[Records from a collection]
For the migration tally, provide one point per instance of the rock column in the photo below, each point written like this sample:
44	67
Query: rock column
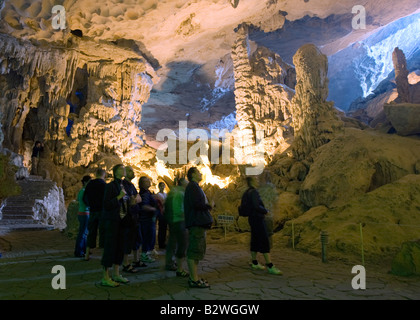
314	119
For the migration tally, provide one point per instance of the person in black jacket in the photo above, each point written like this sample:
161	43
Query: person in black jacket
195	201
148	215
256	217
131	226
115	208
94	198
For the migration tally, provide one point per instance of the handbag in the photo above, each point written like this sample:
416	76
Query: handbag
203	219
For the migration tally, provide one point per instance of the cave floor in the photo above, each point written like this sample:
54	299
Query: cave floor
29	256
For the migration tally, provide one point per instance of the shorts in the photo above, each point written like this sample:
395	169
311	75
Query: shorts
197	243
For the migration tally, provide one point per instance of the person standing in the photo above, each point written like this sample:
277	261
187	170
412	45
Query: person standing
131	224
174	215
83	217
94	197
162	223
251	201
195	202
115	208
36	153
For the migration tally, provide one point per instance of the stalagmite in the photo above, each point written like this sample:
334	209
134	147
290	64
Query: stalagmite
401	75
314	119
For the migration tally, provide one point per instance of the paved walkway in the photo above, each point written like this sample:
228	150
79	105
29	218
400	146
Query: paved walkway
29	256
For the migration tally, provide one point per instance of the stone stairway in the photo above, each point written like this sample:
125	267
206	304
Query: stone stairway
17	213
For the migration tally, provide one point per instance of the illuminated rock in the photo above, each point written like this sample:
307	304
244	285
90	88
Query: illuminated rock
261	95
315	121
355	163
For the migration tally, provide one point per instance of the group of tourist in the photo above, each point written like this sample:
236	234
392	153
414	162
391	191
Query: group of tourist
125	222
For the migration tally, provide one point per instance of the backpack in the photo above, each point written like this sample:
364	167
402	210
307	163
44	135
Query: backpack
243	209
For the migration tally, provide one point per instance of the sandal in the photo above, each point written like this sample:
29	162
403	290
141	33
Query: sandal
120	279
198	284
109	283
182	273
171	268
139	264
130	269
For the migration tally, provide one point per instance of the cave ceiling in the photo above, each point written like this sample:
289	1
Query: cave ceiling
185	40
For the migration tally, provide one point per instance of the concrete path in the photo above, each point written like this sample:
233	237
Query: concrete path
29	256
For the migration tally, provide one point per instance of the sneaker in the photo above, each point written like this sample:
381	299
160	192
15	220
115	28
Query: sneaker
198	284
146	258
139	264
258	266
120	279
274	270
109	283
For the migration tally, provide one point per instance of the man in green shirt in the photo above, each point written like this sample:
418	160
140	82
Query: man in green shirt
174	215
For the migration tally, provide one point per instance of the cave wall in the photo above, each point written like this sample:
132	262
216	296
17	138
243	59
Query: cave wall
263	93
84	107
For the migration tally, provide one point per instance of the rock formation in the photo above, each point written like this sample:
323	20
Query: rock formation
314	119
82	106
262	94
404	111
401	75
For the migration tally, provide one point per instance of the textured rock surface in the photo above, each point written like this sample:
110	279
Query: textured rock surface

==

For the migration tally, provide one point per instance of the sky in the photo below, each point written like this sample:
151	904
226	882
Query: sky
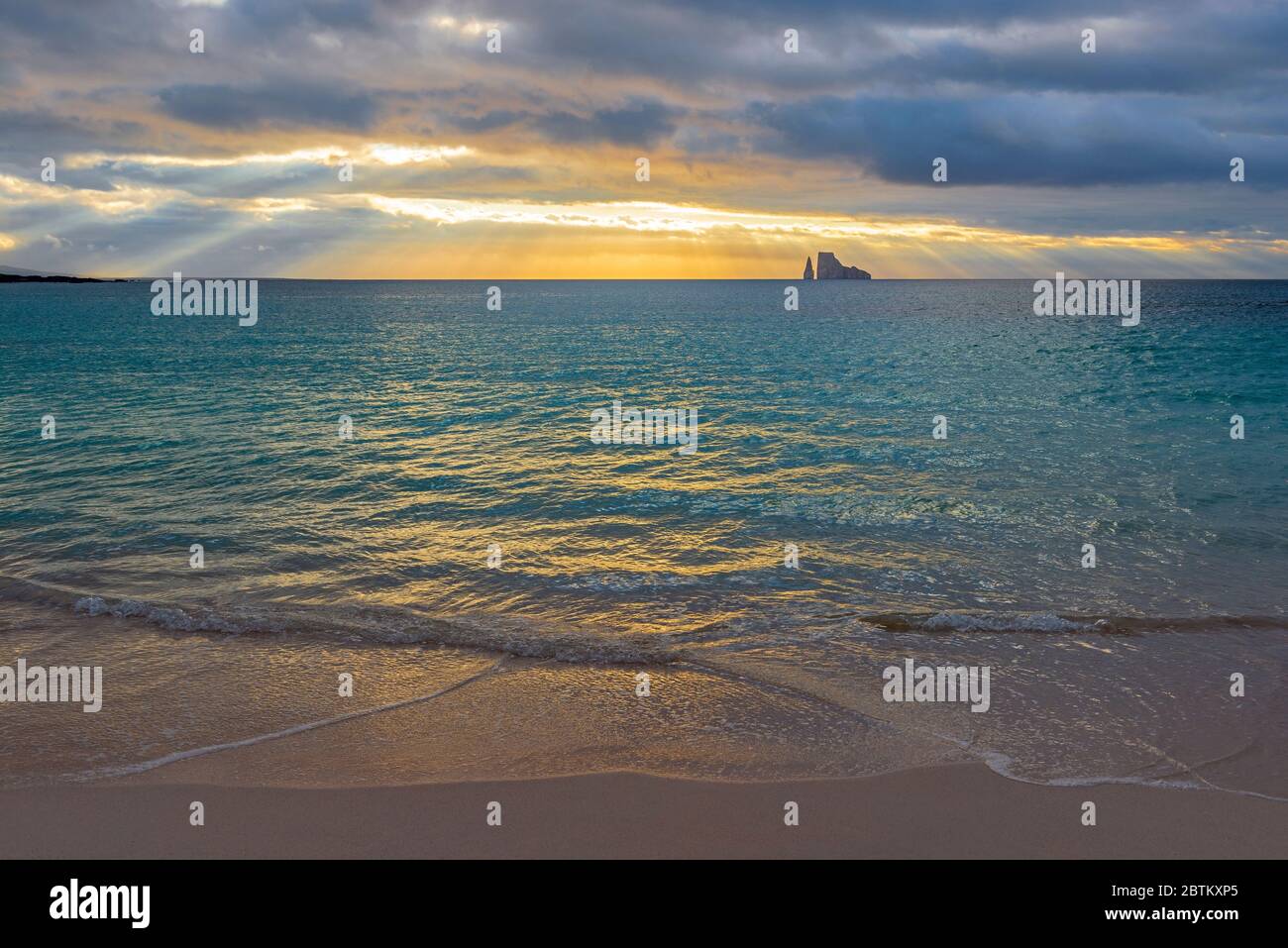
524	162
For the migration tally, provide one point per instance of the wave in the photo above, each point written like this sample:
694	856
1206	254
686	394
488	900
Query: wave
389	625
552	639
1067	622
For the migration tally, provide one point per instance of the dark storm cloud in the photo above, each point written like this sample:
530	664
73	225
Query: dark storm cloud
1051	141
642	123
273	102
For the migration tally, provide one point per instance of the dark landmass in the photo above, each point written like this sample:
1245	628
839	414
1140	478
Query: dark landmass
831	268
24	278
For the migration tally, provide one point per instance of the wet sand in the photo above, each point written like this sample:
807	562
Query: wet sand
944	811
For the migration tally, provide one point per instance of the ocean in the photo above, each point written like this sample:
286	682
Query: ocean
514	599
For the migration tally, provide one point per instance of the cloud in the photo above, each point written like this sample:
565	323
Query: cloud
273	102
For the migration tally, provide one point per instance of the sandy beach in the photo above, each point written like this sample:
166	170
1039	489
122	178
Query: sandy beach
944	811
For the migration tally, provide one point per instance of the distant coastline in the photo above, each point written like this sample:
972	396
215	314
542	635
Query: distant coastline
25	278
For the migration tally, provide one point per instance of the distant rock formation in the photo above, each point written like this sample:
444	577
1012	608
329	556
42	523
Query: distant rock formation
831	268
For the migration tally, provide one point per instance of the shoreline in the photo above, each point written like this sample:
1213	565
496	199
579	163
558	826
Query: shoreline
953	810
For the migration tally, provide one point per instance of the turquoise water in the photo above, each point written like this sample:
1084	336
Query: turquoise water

■ Exercise goal: Count the lines of the records that contain the string "floor", treating uppercase and lowercase as different. Reply with the number only.

■ Written answer: 2